> _RECORD SET_:
○ ○ ○ ○ ○

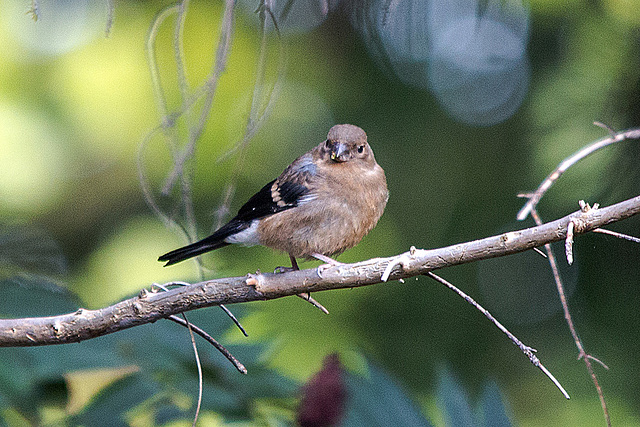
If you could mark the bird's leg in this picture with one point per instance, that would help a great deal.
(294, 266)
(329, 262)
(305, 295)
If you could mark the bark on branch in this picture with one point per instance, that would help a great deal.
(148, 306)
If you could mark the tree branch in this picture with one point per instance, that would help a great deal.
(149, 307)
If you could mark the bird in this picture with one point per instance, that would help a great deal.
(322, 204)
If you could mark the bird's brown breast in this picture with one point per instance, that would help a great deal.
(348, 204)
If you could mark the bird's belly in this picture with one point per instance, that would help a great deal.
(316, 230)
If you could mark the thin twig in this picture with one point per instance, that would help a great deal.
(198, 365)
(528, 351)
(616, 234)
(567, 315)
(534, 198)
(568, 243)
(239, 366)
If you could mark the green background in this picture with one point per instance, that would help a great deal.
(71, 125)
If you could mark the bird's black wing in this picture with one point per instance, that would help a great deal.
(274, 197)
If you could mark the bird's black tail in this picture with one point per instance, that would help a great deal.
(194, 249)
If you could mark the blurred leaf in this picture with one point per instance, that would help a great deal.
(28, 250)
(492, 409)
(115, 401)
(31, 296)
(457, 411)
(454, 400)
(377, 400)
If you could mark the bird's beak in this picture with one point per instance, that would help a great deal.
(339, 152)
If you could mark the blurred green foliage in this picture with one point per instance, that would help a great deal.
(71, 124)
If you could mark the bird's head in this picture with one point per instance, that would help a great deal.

○ ○ ○ ○ ○

> _REQUIREMENT_: Reproduce only those lines of the entries above that run from the line with "If you could mark the blurred leaf" to the final line.

> _WORKED SOLUTION_:
If you could mark the blurred leaf in this picture with one point per instance, that would help a great deal.
(28, 250)
(492, 409)
(115, 401)
(31, 296)
(457, 411)
(454, 400)
(377, 400)
If you could mark the bird's beak in this picture with one point per instance, that would help a great deal.
(339, 152)
If you could mark the blurred green foliage in this picture with one point per instance, that would help a great deal.
(71, 124)
If you could mark the bird's head in this picture with one point per instance, that would help a great deal.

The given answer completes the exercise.